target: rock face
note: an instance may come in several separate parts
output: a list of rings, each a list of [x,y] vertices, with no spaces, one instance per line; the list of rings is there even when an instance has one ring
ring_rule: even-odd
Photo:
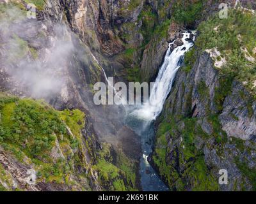
[[[126,1],[123,1],[123,3]],[[26,5],[23,1],[19,3],[20,8]],[[138,152],[131,154],[129,157],[122,153],[129,151],[131,148],[129,140],[126,138],[127,135],[136,138],[136,134],[125,127],[122,122],[122,117],[120,115],[123,110],[114,106],[97,106],[93,100],[93,85],[98,82],[106,82],[102,69],[93,57],[93,53],[100,64],[106,63],[106,66],[108,67],[109,62],[105,58],[105,54],[112,55],[123,49],[122,45],[118,47],[120,45],[119,41],[112,41],[115,34],[111,33],[111,31],[108,31],[108,28],[102,29],[101,26],[105,23],[102,22],[100,26],[98,24],[101,18],[107,18],[106,20],[109,24],[107,27],[112,24],[111,21],[113,18],[109,18],[112,15],[108,16],[109,11],[106,9],[115,9],[116,11],[113,11],[115,13],[117,12],[117,8],[116,5],[114,7],[110,6],[109,2],[101,1],[99,3],[92,1],[49,1],[44,5],[44,10],[38,11],[37,19],[31,20],[26,18],[26,12],[19,7],[13,7],[11,4],[2,2],[0,4],[1,8],[3,7],[0,23],[5,25],[1,26],[0,30],[3,36],[0,47],[1,91],[22,98],[44,98],[58,110],[79,108],[86,113],[86,127],[81,130],[84,137],[81,143],[82,152],[77,152],[79,156],[82,155],[83,159],[84,159],[83,164],[85,167],[79,165],[74,167],[76,170],[78,169],[78,171],[76,171],[70,178],[77,182],[74,190],[124,190],[130,186],[131,182],[134,184],[131,190],[140,187],[136,176],[134,177],[132,174],[132,178],[128,182],[125,175],[126,173],[116,166],[124,166],[119,158],[121,155],[122,159],[129,161],[129,166],[134,164],[132,164],[132,170],[129,172],[131,175],[136,173],[138,166],[135,161],[139,156]],[[138,6],[140,8],[140,5]],[[103,17],[100,10],[104,10],[104,6],[106,9],[102,15],[108,16]],[[118,8],[121,9],[120,6]],[[133,20],[133,18],[136,17],[136,13],[138,12],[132,11],[127,13],[125,12],[130,20]],[[12,15],[13,20],[9,20],[8,15]],[[116,145],[112,147],[113,154],[118,155],[118,159],[115,161],[108,157],[109,160],[105,159],[104,154],[100,154],[103,150],[99,141],[103,142],[107,139],[111,141],[115,137],[115,142],[118,143],[118,133],[120,129],[125,130],[122,133],[123,136],[120,138],[124,142],[121,147]],[[72,135],[72,131],[69,132]],[[93,142],[92,146],[90,141]],[[113,143],[115,145],[114,142]],[[136,148],[139,150],[140,143],[136,143]],[[86,147],[88,145],[90,147]],[[51,150],[51,157],[54,161],[63,159],[65,154],[61,147],[56,141],[55,147]],[[87,151],[88,149],[90,150]],[[116,153],[117,152],[120,153]],[[4,154],[11,157],[8,152],[4,152]],[[14,163],[15,159],[15,157],[12,157]],[[65,156],[64,160],[70,159],[74,159]],[[99,167],[103,163],[106,163],[105,166],[109,165],[108,170],[115,170],[118,173],[118,177],[110,178],[111,172],[108,172],[109,177],[108,178],[101,177],[104,173],[106,175],[106,172],[102,172],[102,170],[100,171]],[[95,166],[94,168],[93,165]],[[127,170],[130,169],[129,166],[127,167]],[[6,168],[7,166],[4,166],[4,168]],[[28,166],[28,170],[22,171],[22,173],[25,174],[26,170],[32,168]],[[84,172],[90,175],[90,178],[83,180],[82,178],[80,182],[78,180],[80,178],[76,177],[77,173]],[[10,173],[10,176],[14,177],[14,180],[18,179],[12,172]],[[133,178],[136,180],[132,180]],[[3,184],[6,186],[4,180]],[[36,185],[40,186],[35,189],[25,188],[23,184],[18,185],[17,187],[28,191],[70,191],[72,189],[70,186],[58,186],[54,182],[42,181],[40,184],[36,182]],[[12,189],[12,186],[9,186],[8,189]],[[120,187],[120,189],[114,187]]]
[[[208,54],[194,57],[190,70],[179,70],[156,123],[154,165],[173,190],[254,189],[255,101],[221,77]],[[219,184],[222,169],[227,185]]]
---+---
**THE REQUEST**
Please report every line in the items above that contains the string "even". Case counts.

**RESULT BELOW**
output: a list of rings, each a list of [x,y] vertices, with no spaces, one instance per line; the list of rings is there even when an instance has one ring
ring_rule: even-odd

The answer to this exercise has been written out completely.